Stored data
+-------+

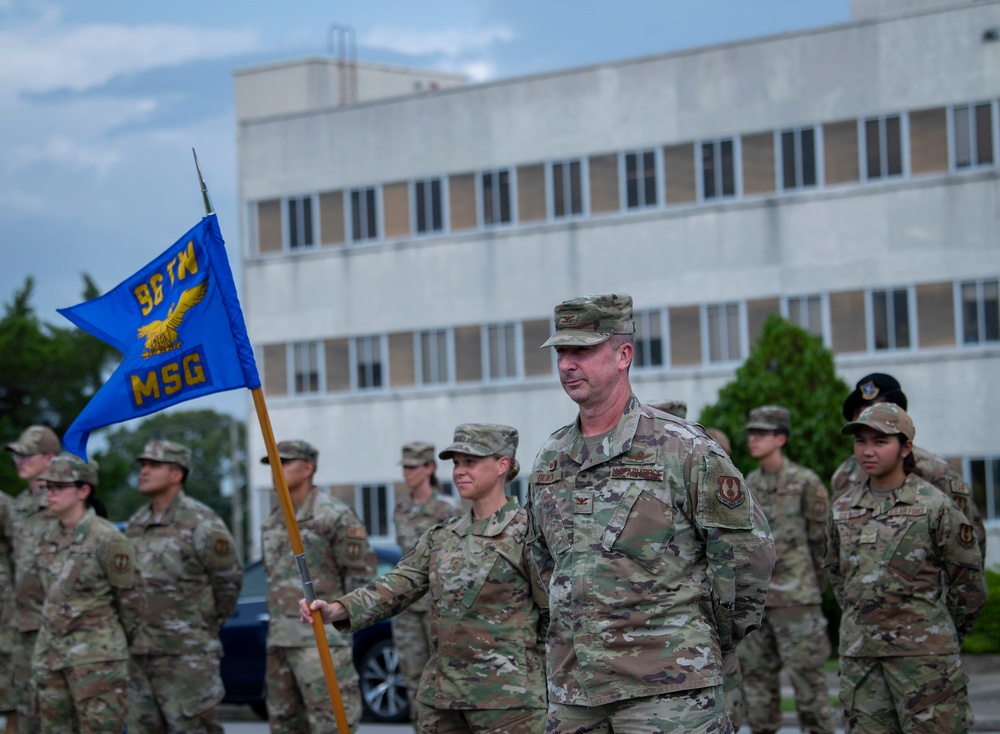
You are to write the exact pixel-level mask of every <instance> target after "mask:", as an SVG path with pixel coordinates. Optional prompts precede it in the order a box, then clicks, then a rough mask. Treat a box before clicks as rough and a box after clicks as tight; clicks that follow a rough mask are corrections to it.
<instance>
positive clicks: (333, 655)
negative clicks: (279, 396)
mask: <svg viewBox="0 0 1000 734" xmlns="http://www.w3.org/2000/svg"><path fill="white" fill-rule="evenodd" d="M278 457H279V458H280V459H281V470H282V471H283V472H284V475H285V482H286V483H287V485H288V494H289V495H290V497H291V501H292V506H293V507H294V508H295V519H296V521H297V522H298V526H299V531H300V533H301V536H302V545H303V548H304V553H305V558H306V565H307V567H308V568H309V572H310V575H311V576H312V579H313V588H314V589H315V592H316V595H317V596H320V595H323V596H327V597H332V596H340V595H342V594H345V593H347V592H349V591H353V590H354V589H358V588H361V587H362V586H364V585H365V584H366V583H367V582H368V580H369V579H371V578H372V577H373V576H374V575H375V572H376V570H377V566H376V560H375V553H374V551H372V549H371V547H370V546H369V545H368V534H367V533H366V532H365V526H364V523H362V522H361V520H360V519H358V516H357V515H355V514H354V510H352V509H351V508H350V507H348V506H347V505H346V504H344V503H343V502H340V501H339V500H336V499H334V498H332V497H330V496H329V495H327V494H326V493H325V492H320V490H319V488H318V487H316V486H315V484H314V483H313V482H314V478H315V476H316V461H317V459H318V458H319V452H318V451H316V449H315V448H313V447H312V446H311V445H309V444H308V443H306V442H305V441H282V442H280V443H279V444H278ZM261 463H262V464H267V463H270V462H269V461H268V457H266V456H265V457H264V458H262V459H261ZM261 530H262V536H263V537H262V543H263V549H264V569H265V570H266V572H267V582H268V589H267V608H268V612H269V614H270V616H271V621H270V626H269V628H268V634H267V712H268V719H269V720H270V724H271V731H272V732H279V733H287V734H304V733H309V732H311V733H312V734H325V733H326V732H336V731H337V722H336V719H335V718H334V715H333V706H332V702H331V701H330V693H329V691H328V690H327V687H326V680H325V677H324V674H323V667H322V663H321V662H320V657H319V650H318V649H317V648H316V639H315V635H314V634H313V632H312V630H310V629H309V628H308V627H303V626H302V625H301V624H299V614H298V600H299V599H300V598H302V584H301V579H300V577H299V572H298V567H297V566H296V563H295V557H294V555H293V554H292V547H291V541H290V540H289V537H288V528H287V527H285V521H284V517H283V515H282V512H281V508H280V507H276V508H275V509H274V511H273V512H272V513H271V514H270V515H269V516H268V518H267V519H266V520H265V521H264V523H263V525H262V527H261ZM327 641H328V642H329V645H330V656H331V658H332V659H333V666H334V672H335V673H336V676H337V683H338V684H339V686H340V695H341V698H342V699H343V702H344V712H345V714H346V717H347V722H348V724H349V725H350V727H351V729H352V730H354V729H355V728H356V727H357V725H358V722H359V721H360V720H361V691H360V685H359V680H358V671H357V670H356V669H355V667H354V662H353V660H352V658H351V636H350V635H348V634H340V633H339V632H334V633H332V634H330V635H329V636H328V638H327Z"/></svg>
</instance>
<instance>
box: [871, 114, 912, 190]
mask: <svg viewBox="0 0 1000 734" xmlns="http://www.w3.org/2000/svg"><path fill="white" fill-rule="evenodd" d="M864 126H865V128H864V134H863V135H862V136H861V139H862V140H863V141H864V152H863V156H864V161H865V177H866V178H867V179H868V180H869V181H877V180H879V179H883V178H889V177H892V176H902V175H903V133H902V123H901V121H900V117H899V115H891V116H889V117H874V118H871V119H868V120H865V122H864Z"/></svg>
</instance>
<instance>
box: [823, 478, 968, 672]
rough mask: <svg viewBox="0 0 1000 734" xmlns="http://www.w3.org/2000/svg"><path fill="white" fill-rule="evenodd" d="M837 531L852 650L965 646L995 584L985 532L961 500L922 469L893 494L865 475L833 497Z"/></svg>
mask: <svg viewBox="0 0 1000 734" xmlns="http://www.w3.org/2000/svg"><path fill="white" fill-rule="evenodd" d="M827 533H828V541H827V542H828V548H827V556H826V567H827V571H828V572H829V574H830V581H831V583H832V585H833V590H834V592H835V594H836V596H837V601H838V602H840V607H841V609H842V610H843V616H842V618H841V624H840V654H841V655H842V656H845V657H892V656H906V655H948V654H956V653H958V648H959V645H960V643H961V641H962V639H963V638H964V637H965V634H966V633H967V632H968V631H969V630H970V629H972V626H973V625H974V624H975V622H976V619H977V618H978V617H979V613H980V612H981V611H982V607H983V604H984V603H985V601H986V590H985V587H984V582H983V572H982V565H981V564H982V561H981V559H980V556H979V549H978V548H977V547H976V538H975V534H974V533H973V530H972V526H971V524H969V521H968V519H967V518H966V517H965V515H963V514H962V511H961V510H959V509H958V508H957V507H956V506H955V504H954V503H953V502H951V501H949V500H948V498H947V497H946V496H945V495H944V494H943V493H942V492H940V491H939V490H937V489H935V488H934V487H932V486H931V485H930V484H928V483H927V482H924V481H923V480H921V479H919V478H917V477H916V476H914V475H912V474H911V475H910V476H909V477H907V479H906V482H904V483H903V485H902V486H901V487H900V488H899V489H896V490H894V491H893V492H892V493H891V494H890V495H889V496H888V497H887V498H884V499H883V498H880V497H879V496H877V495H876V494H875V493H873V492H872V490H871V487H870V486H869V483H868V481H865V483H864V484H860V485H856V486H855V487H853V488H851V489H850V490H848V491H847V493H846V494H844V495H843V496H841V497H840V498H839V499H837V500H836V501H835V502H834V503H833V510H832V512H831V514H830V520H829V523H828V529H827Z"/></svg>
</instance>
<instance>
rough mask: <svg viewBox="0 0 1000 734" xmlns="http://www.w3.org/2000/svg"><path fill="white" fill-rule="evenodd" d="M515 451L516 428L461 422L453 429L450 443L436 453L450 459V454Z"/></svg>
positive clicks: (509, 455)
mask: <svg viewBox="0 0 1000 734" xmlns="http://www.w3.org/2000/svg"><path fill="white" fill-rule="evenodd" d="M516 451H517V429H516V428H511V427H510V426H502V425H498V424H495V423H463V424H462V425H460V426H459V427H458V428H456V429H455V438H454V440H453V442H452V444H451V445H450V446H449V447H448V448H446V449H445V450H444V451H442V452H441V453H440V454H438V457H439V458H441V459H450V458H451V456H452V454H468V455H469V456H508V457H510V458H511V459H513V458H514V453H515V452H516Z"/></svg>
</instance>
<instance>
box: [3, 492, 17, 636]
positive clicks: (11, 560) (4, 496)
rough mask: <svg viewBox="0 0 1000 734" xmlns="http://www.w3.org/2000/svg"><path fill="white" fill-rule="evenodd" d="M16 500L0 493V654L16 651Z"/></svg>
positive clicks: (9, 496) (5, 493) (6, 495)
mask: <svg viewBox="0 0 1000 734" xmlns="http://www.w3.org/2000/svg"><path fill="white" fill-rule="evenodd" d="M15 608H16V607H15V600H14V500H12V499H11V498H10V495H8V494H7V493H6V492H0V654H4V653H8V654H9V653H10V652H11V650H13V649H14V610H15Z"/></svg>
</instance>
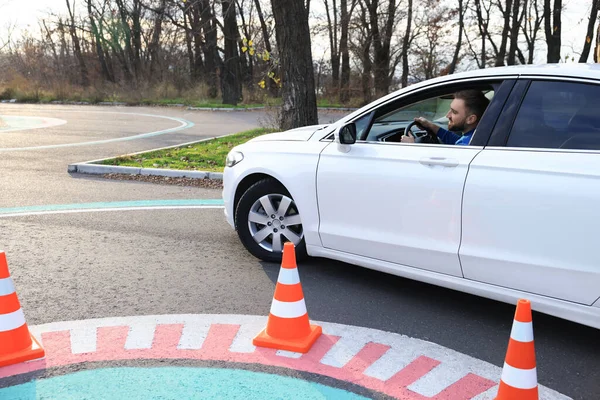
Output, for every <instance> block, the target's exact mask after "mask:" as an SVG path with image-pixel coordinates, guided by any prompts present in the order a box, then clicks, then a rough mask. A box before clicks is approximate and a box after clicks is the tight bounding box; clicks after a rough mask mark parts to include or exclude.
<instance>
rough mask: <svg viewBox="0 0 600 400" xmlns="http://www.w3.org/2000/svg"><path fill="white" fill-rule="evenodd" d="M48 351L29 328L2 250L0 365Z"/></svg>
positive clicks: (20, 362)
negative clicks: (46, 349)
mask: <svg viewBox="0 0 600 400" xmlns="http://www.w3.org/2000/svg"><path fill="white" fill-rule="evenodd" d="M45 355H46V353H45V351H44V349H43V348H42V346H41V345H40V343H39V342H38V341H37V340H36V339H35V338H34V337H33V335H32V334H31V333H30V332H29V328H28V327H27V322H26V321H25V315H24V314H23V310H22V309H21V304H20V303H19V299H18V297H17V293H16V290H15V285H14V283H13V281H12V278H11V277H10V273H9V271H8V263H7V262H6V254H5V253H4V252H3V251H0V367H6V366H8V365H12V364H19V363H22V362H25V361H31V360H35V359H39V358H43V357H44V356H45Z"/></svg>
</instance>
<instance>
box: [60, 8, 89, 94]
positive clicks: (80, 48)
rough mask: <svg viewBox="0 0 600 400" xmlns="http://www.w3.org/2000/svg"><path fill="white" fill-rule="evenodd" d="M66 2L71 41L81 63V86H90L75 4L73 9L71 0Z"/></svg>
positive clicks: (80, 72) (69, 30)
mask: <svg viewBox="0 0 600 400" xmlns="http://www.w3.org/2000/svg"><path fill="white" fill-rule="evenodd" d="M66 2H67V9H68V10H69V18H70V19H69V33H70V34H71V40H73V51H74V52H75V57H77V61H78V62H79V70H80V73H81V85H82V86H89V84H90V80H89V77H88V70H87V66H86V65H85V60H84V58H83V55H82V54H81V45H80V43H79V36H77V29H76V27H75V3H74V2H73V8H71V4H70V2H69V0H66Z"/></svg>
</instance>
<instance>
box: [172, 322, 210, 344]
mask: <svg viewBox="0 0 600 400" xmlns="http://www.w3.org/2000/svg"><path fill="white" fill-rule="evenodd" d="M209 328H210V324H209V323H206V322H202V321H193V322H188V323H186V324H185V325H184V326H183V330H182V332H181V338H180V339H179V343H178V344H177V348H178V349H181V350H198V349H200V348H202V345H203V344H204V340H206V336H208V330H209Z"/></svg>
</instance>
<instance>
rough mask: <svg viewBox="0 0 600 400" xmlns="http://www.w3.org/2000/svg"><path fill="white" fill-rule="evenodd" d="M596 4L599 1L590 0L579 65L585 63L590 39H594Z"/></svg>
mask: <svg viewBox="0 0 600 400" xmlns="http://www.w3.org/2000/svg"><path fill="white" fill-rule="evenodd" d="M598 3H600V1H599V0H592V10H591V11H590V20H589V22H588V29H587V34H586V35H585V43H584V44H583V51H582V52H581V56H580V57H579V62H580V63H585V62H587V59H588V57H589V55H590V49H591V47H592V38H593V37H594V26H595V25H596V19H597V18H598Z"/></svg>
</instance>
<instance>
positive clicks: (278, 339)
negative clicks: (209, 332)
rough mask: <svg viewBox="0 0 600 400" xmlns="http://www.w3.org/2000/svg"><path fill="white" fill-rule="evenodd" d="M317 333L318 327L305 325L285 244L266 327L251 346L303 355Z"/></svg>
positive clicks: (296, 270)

+-------+

§ Your task: Please copy the lines in the records above between the one holding "box: [871, 114, 912, 190]" and the one holding "box: [823, 478, 968, 672]", inclusive, exactly and with no other line.

§ Task answer:
box: [871, 114, 912, 190]
mask: <svg viewBox="0 0 1000 734" xmlns="http://www.w3.org/2000/svg"><path fill="white" fill-rule="evenodd" d="M864 126H865V128H864V134H863V135H862V136H861V139H862V140H863V141H864V152H863V156H864V161H865V177H866V178H867V179H868V180H869V181H877V180H879V179H883V178H889V177H892V176H902V175H903V133H902V123H901V121H900V117H899V115H891V116H889V117H874V118H871V119H868V120H865V122H864Z"/></svg>
</instance>
<instance>
box: [823, 478, 968, 672]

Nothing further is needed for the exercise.